■ Directive 1: Reproduce the stretch of the Hanna Turchynova biography from "Hanna Volodymyrivna Turchynova" through "English at the National Pedagogical Dragomanov University.".
■ Directive 2: According to the Hanna Turchynova biography, in what year did she start teaching English at the National Pedagogical Dragomanov University?
■ Directive 3: Name every university mentioned in the Hanna Turchynova biography.

Hanna Volodymyrivna Turchynova (; née Beliba (Беліба); 1 April 1970 in Dnipro, Ukraine) is the wife of former Acting Ukrainian President Oleksandr Turchynov and a former First Lady of Ukraine. She is a Candidate of Sciences, Associate Professor and Dean of the Faculty of Natural Geography, Education and Ecology at the National Pedagogical Drahomanov University.

Biography
Hanna Volodymyrivna Beliba was born in Dnipropetrovsk on 1 April 1970. She graduated from the Oles Honchar Dnipro National University and completed postgraduate study at Kyiv National Linguistic University.

Since 1995, she teaches English at the National Pedagogical Dragomanov University.

Since 2006, she has been the head of the department of foreign languages at the National Pedagogical Dragomanov University.

■ Data excerpts:
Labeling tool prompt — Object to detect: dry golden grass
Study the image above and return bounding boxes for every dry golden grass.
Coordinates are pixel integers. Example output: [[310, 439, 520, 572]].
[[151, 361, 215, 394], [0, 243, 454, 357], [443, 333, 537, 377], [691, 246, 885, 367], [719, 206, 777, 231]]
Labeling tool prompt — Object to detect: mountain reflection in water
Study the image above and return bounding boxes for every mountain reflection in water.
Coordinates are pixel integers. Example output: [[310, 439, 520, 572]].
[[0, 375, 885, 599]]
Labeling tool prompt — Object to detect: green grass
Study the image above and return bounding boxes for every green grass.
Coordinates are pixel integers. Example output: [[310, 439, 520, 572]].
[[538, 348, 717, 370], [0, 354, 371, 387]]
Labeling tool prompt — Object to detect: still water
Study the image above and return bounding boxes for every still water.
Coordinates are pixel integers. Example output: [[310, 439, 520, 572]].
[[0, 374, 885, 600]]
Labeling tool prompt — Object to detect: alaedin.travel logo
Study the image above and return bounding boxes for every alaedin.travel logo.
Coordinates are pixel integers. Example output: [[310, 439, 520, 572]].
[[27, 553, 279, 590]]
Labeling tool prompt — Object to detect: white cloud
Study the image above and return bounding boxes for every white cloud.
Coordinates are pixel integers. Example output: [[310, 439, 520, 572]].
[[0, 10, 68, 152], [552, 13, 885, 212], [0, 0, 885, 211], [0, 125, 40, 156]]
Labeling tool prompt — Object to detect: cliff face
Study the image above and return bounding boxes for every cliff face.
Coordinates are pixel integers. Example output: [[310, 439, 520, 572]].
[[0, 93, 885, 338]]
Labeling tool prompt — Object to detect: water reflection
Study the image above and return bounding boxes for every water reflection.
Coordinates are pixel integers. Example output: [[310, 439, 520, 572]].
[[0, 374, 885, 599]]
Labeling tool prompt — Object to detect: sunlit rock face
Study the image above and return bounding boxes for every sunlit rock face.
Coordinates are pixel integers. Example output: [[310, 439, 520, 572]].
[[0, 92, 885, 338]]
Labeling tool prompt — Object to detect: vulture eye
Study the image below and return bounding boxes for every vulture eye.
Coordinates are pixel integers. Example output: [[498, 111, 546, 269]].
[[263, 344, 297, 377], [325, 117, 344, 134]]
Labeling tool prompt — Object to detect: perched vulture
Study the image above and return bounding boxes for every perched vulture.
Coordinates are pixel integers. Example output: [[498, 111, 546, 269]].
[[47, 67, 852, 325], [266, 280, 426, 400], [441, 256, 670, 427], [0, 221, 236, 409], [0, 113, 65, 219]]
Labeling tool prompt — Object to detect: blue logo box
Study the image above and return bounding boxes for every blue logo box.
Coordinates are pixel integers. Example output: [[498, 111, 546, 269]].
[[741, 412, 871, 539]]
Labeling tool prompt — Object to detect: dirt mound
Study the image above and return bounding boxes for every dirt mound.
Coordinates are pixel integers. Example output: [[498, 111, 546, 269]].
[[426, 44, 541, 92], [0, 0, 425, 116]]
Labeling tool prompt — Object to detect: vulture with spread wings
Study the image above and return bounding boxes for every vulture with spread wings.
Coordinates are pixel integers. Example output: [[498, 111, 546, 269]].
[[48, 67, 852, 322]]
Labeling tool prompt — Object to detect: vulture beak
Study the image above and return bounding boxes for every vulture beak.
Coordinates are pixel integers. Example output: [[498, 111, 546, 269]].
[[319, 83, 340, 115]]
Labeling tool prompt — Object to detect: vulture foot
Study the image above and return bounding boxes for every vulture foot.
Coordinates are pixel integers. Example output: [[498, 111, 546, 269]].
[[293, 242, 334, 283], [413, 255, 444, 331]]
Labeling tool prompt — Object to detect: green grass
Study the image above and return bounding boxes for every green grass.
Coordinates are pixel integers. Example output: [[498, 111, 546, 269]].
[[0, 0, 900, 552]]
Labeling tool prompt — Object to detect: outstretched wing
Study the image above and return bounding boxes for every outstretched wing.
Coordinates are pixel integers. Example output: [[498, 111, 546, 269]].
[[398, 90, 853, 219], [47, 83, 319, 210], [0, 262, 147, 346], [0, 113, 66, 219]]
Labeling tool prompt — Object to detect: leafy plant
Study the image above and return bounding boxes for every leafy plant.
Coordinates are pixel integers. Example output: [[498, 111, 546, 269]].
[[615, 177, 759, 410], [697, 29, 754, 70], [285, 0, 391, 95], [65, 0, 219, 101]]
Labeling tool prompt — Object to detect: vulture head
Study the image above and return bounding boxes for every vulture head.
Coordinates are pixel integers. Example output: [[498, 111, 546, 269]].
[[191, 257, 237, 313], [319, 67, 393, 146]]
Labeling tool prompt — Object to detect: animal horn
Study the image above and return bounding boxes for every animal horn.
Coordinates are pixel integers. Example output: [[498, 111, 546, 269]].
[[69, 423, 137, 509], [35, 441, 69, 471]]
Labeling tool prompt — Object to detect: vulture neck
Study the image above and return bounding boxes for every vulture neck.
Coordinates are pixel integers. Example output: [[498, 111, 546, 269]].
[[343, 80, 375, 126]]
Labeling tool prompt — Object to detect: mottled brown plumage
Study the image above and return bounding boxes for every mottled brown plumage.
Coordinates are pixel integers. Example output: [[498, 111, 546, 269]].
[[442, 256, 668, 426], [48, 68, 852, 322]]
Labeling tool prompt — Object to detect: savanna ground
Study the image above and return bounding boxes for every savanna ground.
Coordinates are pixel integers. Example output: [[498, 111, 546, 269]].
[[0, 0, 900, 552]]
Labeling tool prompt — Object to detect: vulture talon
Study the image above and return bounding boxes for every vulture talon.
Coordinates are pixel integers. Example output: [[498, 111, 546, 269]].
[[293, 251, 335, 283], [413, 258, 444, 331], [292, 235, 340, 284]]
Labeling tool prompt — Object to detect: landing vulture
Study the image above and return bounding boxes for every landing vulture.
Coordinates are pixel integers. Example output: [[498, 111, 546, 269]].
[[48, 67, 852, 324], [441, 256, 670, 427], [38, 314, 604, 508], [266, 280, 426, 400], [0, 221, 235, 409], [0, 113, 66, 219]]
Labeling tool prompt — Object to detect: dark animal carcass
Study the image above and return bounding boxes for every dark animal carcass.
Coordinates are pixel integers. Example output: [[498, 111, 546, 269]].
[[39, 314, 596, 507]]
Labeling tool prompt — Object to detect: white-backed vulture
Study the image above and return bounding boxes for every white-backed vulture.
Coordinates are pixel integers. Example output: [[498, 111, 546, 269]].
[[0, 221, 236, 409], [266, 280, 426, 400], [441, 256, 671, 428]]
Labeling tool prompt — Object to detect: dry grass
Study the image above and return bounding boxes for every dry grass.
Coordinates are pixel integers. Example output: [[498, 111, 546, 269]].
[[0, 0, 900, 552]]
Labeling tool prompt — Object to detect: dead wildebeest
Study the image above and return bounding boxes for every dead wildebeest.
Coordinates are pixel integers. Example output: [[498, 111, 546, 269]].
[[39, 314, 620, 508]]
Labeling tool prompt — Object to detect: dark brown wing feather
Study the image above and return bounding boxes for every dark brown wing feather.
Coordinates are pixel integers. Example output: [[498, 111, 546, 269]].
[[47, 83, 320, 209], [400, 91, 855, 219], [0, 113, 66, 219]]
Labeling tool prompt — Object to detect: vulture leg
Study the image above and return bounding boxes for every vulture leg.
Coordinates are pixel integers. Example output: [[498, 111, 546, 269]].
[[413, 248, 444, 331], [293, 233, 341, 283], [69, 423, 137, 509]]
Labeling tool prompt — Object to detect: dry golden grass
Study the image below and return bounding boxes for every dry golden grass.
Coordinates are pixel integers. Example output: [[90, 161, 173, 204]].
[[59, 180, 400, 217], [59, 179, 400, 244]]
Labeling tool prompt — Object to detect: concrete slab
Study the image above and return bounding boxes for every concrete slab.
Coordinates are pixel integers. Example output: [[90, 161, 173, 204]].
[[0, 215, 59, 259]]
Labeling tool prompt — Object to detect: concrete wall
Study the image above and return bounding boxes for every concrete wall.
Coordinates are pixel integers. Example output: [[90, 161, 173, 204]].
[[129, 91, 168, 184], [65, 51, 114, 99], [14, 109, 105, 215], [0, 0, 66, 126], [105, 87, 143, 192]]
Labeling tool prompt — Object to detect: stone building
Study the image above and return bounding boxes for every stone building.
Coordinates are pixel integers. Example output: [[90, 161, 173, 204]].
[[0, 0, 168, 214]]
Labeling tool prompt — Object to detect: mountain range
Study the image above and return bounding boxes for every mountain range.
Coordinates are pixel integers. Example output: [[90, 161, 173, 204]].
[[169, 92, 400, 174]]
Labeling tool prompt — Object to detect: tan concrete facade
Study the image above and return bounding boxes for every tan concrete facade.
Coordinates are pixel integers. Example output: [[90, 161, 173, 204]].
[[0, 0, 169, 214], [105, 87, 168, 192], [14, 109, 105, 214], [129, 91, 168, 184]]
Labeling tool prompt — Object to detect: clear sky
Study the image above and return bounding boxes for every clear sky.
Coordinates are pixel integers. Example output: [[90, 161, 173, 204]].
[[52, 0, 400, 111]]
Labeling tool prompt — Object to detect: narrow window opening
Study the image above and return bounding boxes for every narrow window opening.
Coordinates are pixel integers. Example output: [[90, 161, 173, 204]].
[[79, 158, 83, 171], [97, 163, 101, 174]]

■ Task answer 1:
Hanna Volodymyrivna Turchynova (; née Beliba (Беліба); 1 April 1970 in Dnipro, Ukraine) is the wife of former Acting Ukrainian President Oleksandr Turchynov and a former First Lady of Ukraine. She is a Candidate of Sciences, Associate Professor and Dean of the Faculty of Natural Geography, Education and Ecology at the National Pedagogical Drahomanov University.

Biography
Hanna Volodymyrivna Beliba was born in Dnipropetrovsk on 1 April 1970. She graduated from the Oles Honchar Dnipro National University and completed postgraduate study at Kyiv National Linguistic University.

Since 1995, she teaches English at the National Pedagogical Dragomanov University.

■ Task answer 2: 1995

■ Task answer 3:
National Pedagogical Drahomanov University
Oles Honchar Dnipro National University
Kyiv National Linguistic University